The problem is actually both. Progressive policies fail because progressives are allergic to enforcement, conservative policies fail because conservatives are allergic to addressing underlying causes. It's a tale as old as time.
If you want to improve things you need to address underlying causes like the housing and opportunity crisis. Enforcement can be used in a way that changes their circumstances rather than putting them in a box. You need both.
This hypothetical person will either smash windows and go to an apartment, or smash windows and go sleep somewhere in public. If they are already at the point of smashing windows, then there’s some element of desperation or misanthropy that makes me prefer that they spend their night somewhere private.
Anyway if we’re designing hypothetical people, we can come up with sympathetic ones too, so it seems like a wash policy-wise.
Don’t be a tool. A heroin addict’s motivation to acquire heroin is infinitely greater than a heroin addict’s motivation for anything else in the world.

#### Supplied records:
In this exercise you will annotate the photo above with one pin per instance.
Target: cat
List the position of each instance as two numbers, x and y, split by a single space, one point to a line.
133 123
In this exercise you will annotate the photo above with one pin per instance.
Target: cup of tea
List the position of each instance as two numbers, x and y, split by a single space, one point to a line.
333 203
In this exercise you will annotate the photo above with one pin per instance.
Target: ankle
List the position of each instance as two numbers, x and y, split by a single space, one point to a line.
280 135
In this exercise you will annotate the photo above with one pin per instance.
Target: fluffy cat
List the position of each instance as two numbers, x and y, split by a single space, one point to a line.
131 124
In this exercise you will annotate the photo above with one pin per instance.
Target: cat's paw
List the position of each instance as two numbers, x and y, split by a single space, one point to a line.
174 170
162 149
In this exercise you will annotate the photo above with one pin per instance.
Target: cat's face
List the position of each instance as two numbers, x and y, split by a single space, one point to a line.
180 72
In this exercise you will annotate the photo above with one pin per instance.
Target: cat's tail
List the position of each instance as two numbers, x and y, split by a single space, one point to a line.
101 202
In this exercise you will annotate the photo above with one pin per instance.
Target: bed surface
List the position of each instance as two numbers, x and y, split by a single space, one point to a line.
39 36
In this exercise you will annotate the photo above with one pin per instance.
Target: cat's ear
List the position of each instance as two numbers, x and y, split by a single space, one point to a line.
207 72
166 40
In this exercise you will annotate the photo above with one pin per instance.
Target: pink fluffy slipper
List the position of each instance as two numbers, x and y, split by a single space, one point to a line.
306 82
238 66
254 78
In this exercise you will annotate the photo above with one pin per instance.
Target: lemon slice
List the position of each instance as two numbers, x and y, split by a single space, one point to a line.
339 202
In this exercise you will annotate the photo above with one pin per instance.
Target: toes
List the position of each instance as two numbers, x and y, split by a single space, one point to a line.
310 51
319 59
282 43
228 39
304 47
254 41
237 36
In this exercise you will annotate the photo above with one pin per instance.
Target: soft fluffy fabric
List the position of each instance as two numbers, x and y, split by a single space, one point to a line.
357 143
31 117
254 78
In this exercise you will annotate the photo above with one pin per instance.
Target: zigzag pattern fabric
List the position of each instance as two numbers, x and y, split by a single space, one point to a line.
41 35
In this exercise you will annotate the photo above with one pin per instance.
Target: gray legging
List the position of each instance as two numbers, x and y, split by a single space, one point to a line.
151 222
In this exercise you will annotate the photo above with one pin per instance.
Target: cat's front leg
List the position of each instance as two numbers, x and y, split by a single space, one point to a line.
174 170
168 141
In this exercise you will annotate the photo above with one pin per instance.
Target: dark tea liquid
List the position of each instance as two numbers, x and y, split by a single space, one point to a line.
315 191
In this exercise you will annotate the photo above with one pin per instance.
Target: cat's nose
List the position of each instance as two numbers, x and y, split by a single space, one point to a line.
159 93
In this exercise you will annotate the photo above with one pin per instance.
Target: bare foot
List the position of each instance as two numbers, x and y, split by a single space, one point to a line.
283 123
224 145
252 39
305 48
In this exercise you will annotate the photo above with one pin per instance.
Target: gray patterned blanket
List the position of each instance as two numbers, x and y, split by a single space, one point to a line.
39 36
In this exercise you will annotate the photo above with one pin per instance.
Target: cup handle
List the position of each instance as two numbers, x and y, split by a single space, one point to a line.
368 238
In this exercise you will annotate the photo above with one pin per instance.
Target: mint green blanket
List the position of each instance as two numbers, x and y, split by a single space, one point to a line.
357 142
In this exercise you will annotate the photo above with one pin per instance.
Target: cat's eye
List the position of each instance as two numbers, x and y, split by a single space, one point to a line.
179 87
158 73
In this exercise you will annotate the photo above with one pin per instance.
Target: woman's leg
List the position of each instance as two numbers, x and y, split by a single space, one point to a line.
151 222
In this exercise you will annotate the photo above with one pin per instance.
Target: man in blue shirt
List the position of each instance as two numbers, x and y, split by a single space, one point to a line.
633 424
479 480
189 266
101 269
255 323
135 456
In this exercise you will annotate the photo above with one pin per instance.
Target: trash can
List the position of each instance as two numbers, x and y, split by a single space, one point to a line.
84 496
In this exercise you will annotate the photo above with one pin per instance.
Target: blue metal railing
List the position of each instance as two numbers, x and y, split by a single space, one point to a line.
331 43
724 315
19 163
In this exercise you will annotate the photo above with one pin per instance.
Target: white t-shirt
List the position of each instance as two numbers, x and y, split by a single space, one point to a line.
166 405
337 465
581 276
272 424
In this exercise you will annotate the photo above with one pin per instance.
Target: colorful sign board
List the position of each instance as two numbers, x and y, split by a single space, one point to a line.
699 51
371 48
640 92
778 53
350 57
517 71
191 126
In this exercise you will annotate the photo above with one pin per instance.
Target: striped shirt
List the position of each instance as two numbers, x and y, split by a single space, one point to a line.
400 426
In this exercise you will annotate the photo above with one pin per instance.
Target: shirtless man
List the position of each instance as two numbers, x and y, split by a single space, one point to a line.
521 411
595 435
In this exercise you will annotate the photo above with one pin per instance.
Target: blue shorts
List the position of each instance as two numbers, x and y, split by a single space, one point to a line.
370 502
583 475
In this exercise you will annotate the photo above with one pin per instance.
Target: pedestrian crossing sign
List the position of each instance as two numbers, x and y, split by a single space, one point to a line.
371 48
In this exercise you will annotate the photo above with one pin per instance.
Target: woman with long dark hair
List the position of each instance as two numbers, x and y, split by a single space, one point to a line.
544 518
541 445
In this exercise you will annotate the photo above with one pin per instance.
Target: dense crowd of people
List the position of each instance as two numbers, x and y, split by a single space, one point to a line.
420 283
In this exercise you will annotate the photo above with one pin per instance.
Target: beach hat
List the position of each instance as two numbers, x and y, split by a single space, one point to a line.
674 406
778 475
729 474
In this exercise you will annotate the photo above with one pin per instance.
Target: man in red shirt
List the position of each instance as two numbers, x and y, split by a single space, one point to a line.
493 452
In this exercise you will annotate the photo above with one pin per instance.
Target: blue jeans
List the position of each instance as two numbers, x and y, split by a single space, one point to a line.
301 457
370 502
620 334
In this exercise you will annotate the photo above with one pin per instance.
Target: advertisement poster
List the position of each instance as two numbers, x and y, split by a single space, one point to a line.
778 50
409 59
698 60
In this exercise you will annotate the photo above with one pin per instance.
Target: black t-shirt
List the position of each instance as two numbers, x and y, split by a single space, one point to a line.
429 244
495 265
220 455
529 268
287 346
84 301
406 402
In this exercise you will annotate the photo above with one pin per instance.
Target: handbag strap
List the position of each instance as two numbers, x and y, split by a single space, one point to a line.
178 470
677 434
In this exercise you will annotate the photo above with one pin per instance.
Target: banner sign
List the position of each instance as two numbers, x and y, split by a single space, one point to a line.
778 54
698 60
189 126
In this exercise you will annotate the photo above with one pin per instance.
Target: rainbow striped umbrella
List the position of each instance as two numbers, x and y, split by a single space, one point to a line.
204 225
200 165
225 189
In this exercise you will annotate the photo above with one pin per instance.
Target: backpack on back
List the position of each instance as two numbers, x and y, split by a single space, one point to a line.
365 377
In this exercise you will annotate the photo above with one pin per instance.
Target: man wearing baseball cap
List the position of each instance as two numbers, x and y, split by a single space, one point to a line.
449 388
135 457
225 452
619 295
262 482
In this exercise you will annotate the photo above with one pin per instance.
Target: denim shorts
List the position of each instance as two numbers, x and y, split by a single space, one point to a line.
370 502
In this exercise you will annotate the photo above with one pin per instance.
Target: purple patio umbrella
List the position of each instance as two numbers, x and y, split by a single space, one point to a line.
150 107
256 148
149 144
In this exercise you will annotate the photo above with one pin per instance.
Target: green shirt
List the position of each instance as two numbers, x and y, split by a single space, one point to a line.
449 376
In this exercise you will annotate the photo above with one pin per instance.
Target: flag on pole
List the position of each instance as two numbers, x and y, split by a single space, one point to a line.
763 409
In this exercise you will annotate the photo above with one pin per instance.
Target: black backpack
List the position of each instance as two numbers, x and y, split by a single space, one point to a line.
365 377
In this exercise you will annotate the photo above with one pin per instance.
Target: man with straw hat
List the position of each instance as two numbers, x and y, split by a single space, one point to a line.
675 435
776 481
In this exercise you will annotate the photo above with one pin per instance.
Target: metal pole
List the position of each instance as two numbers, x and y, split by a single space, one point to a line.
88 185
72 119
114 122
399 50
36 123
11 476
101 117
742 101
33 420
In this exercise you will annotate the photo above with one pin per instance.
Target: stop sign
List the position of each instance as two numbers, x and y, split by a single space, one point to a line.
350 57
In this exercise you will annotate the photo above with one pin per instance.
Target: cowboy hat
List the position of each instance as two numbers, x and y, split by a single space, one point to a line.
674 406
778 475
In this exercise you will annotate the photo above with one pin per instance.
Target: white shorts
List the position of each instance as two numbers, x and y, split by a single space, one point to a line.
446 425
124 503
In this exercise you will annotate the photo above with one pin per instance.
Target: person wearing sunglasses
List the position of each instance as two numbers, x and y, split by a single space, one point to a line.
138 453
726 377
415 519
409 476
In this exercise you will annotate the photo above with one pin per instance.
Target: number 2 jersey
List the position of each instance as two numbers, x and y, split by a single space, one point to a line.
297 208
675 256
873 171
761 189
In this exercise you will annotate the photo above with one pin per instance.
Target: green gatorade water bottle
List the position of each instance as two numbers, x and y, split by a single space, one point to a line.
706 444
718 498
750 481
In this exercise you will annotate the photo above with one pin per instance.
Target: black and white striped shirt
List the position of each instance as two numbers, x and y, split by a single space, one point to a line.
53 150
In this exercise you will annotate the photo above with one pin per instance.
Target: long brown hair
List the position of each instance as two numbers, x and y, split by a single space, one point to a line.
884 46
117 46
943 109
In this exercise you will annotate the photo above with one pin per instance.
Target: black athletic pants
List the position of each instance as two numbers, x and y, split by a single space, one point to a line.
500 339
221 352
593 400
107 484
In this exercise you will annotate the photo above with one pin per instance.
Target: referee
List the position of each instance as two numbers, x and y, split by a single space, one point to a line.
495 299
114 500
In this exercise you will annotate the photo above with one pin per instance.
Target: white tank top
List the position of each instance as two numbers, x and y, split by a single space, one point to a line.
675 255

#### Exercise A:
Using the passage on enforcement and underlying causes, explain in one to three sentences why the writer would rather the hypothetical window-smasher spend the night somewhere private.
#### Exercise B:
Pick up the passage on enforcement and underlying causes where it stops and keep writing.

#### Exercise result A:
A person who has already reached the point of smashing windows shows some element of desperation or misanthropy. For that reason, the writer prefers that they spend the night somewhere private rather than sleeping in public.

#### Exercise result B:
What is the link between “make sure they sleep on the street” and “prevent them from breaking windows?”
It isn’t a matter of whether or not I’m a tool. The proposed solution is just unrelated to the problem.
As you say, if someone really wants heroin, they’ll get heroin. So, making their life miserable won’t stop them from getting it. What do we gain as a society from making sure they shoot up and sleep in public?
Isn’t it a moral hazard? The nice thing about living in Ballard is I can point out to my kid what happens when you do fent, at least. If there are no consequences for behavior, what’s the disincentive for not doing it? “We will coddle you while you OD on fent” doesn’t sound appealing to me.
I had to do some reordering hopefully it is OK. I think all I’ve done is group your ideas together, rather than change anything you said.
> Isn’t it a moral hazard? […] If there are no consequences for behavior, what’s the disincentive for not doing it?
There are still lots of downsides to becoming a heroin addict so I think letting them get out of the public eye is fine.
> The nice thing about living in Ballard is I can point out to my kid what happens when you do fent, at least.
It is your responsibility to parent your kid I guess, but I’d be wary of this sort of thing. What if you accidentally show off a corpse to your kid? That could be pretty traumatic, right? Also, is it really a good lesson, that it is OK to talk about people like that? They are people, not objects of derision.
> “We will coddle you while you OD on fent” doesn’t sound appealing to me.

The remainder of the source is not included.